» Problem requirements: The expected response is the full listing, retyped exactly, without its images.

» Source information:

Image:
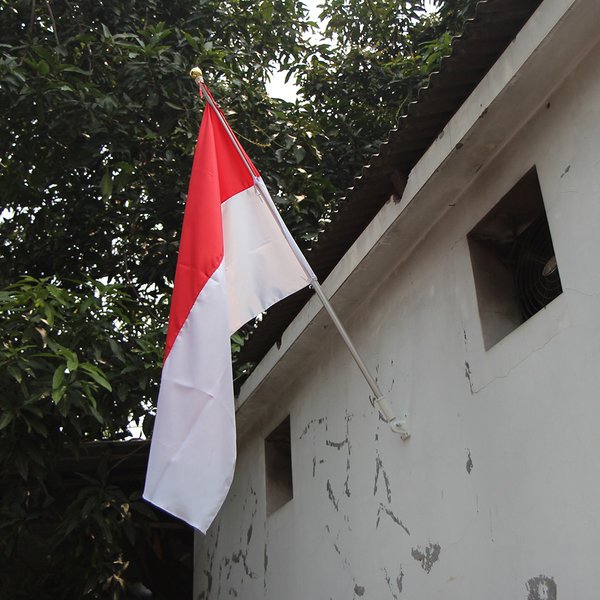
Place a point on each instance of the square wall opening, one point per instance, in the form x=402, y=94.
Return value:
x=514, y=264
x=278, y=467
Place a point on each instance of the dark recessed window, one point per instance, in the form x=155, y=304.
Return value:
x=514, y=265
x=278, y=467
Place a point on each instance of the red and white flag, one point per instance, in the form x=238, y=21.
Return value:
x=236, y=258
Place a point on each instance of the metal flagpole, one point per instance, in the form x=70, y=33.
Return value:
x=396, y=425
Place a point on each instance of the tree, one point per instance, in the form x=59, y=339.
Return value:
x=98, y=130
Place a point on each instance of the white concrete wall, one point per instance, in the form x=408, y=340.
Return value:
x=497, y=493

» Result of the exercise:
Image:
Place a point on each instance of the square wall opening, one point per instance, in the form x=402, y=94.
Return value:
x=514, y=264
x=278, y=467
Place a point on each instance of the dark recessed window, one point per instance, in the form x=155, y=304.
Return value:
x=514, y=265
x=278, y=467
Place a point on each instance of the red and white flag, one point per instance, in the form x=238, y=21.
Return value:
x=236, y=258
Place a point on each instance of the metal flagpole, one point per instance, in the form x=70, y=33.
Return value:
x=396, y=425
Place a point on each instance of the tree, one point per instance, in the form x=59, y=339.
Return value:
x=98, y=130
Place a point on each instance of the white concrete wall, one point per instance, in the form x=408, y=340.
Return value:
x=497, y=493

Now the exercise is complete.